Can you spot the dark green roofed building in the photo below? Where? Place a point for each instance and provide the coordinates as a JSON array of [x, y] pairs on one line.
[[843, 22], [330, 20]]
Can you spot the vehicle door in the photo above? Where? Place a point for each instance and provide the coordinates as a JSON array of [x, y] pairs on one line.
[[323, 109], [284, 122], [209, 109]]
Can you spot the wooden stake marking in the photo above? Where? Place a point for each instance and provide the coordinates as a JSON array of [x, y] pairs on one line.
+ + + + +
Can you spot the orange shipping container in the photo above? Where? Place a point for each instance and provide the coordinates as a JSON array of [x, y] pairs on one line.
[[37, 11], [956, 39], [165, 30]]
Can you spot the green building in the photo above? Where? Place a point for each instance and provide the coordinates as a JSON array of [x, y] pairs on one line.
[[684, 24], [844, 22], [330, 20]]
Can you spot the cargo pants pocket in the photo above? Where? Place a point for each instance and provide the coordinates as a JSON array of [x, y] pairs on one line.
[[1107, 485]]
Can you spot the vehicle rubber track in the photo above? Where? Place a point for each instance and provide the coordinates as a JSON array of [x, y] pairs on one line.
+ + + + +
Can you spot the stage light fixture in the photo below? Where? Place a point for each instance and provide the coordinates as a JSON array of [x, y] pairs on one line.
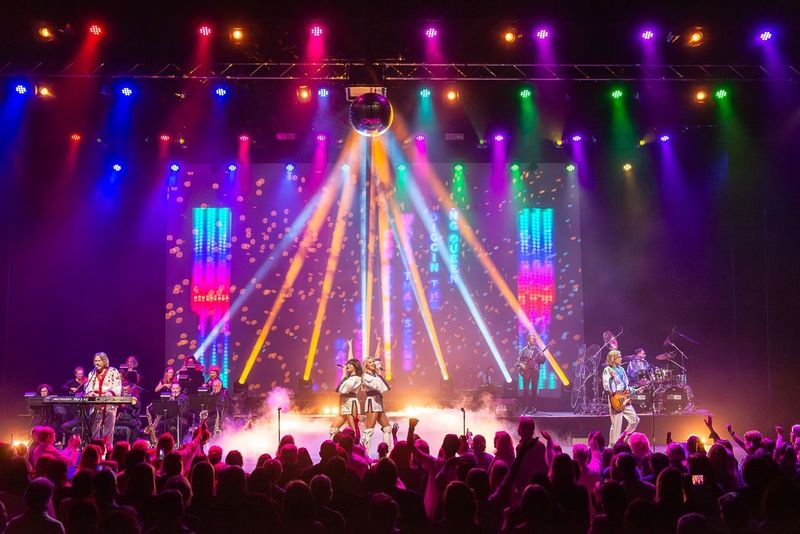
+ + + + +
Swap "instance" for "occurrence" in the stretch of data from the line that contains "Can you spot the dark" through the line that contains "Can you spot the wooden", and reproduce only those lines with everything else unchanged.

Can you spot the dark green roofed building in the photo below? Where? Place a point for each occurrence and provide the coordinates as a JSON array of [x, y] pairs on one line.
[[843, 22], [330, 20]]
Can you spot the vehicle door in the photo above? Where? Place a point for each occurrence and provide the coordinates as a JSON array of [x, y] pairs on one line.
[[323, 109], [284, 122], [209, 109]]
Can you spot the wooden stake marking in the photo above? Where? Place a point for each occurrence and provide the coordinates as a JSON array of [x, y] pairs on one line.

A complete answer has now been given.